Problem to work on: Rewrite the part of the comments that begins at "That’s quite a" and stops after "them to hand.", with "aggregators" changed to "price comparison sites".

BEGIN Article

Evidently the update a few months ago passed me by. So shoot me.

“As for “preventing future market crashes”, good luck with that. It is impossible to prevent market crashes (unless you abolish the market)”

Which is why I said TRY to prevent market crashes. You should at least get your facts straight ;)

“but it should be possible to restrict the effect of such ‘turmoil’ to those who are willing to accept the risks associated with speculative investment…”

How? Even if we ensured that investors took their own risks instead of relying on government bail-outs should the worst happen, any crash would impact society overall.

19. Chaise Guevara

@ 16 S The Pill

“Yeah church is a huge element of it, but I used to work in a call centre selling car insurance (for my sins) and the amount of people who’d been online shopping around etc was very very high. Just anecdotal & I don’t know of any data”

That’s quite a specific group, if they were calling you to get an insurance quote/policy. Like I said, I think people who shop around do better due to aggregators, but they don’t tempt that many people to start shopping around in the first place. I’m half-remembering a couple of reports that said the same thing, but don’t have them to hand.

END Article
BEGIN Provided material

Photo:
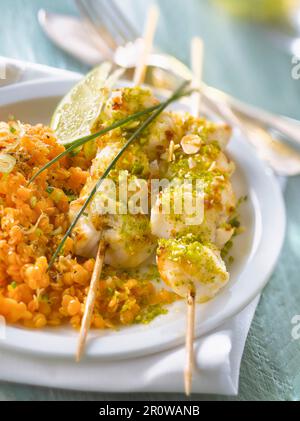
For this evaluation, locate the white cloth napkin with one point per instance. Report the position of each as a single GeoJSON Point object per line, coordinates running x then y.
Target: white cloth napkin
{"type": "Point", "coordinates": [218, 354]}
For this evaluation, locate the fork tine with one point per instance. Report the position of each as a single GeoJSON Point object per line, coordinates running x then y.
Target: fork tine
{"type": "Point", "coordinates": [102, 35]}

END Provided material
BEGIN Provided material

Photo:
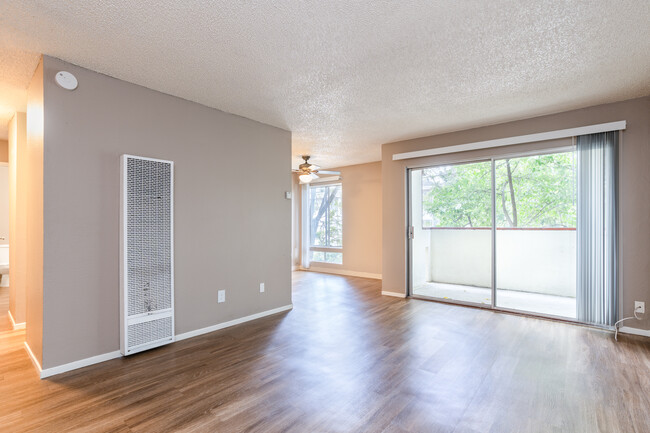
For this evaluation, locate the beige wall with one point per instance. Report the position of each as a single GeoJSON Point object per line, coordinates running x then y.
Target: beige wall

END Provided material
BEGIN Provided material

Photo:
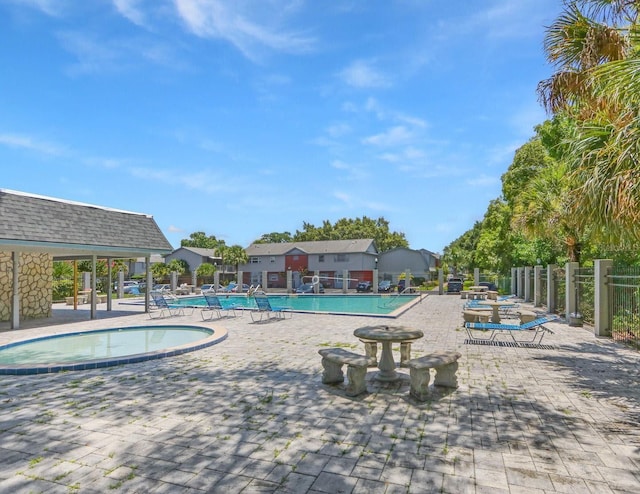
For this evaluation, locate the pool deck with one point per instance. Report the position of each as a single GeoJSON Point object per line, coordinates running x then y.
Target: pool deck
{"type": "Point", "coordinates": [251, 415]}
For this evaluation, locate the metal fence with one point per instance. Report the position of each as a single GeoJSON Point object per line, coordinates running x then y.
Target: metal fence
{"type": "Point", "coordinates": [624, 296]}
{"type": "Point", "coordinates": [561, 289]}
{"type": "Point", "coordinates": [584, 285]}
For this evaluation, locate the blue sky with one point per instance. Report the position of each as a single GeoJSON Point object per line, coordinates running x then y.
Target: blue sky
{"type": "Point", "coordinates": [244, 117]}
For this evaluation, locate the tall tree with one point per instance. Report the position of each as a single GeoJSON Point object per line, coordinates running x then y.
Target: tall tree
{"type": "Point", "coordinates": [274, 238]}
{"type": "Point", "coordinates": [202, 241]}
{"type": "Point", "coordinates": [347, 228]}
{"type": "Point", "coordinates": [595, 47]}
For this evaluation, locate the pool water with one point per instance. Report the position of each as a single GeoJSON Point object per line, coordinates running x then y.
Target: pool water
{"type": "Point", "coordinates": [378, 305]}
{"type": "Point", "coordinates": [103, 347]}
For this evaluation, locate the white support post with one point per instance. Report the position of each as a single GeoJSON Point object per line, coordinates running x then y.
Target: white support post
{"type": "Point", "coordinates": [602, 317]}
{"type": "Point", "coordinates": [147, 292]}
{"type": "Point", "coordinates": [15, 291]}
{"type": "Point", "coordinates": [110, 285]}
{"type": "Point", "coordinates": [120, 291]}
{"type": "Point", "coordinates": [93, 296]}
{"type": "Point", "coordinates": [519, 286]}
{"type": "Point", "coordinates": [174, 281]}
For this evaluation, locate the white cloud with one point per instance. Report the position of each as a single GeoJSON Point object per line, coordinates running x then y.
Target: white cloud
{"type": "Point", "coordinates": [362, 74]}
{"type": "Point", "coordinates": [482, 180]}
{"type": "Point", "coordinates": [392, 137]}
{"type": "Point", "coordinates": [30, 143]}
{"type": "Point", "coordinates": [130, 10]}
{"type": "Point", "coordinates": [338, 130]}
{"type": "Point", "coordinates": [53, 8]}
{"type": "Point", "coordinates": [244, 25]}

END Provided material

Task output:
That’s quite a specific group, if they were calling you to get an insurance quote/policy. Like I said, I think people who shop around do better due to price comparison sites, but they don’t tempt that many people to start shopping around in the first place. I’m half-remembering a couple of reports that said the same thing, but don’t have them to hand.